Collected data entries
------------------------------------------------

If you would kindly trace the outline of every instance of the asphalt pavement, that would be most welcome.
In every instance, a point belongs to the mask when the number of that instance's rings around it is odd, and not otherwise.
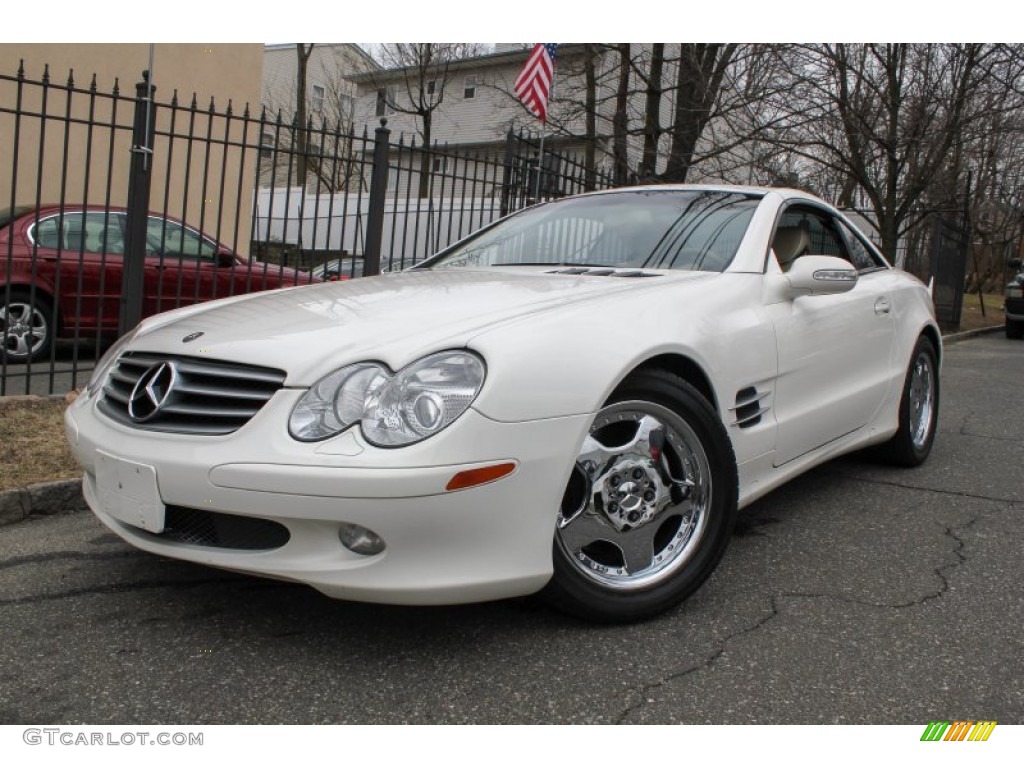
[[[1024,343],[950,345],[929,461],[860,456],[744,511],[687,603],[330,600],[136,551],[89,514],[0,529],[0,723],[1024,722]]]
[[[98,347],[91,339],[79,344],[59,341],[49,356],[36,363],[15,364],[0,360],[0,396],[45,397],[81,389],[89,383],[96,360],[105,348]]]

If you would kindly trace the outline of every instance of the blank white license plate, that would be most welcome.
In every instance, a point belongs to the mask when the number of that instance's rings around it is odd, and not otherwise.
[[[96,492],[100,507],[113,518],[150,533],[164,529],[164,503],[156,469],[96,451]]]
[[[1019,299],[1024,296],[1024,289],[1022,288],[1007,288],[1006,298],[1008,299]]]

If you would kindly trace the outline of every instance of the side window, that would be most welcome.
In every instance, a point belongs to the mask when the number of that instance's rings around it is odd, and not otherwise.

------------------------------------------------

Activity »
Only lines with the word "would" are wanted. Find and copy them from the records above.

Result of this exercise »
If you would kindly trace the outline of every instance of the asphalt pavement, that would be most welcome.
If you would kindly trace the outline of every instance of the blank white license plate, that would be most welcome.
If you would kindly trace the outline of every instance of the side window, that would be most welcome.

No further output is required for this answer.